Records to use.
★ ★ ★ ★ ★ ★ ★

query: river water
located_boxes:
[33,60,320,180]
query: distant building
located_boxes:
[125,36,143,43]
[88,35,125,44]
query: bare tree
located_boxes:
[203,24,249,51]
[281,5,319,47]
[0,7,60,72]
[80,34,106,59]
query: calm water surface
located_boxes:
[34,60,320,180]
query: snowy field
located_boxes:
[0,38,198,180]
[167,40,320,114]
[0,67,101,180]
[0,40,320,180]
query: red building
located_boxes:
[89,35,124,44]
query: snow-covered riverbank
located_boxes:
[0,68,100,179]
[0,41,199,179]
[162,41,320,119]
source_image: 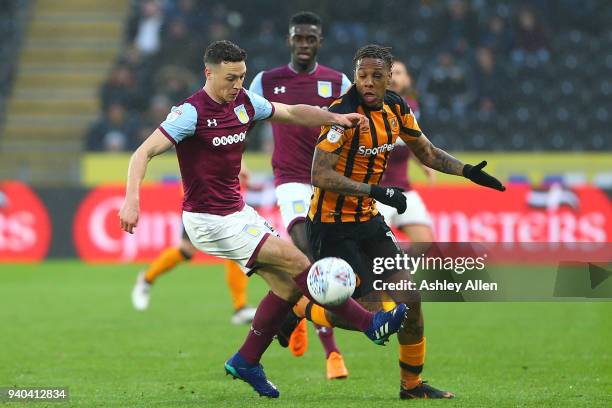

★ ★ ★ ★ ★ ★ ★

Goal.
Lay out the listing above as a Markdown table with the columns Row and Line. Put each line with its row number, skip any blank lines, and leave the picture out.

Written response.
| Row | Line |
|---|---|
| 1 | query: river water |
| 2 | located_boxes: |
| 3 | [33,60,320,180] |
| 4 | query: distant building |
| 5 | located_boxes: |
| 6 | [125,36,143,43] |
| 7 | [88,35,125,44] |
| 8 | query: bare tree |
| 9 | located_boxes: |
| 10 | [203,24,249,51] |
| 11 | [281,5,319,47] |
| 12 | [0,7,60,72] |
| 13 | [80,34,106,59] |
| 14 | query: calm water surface |
| 15 | located_boxes: |
| 16 | [34,60,320,180] |
| 17 | query: snowy field |
| 18 | located_boxes: |
| 19 | [0,38,198,180] |
| 20 | [167,40,320,114] |
| 21 | [0,67,101,180] |
| 22 | [0,40,320,180] |
| 23 | query: red building |
| 24 | located_boxes: |
| 25 | [89,35,124,44] |
| 26 | query: snow-covered riverbank |
| 27 | located_boxes: |
| 28 | [0,68,100,179] |
| 29 | [0,41,199,179] |
| 30 | [162,41,320,119] |
| 31 | source_image:  |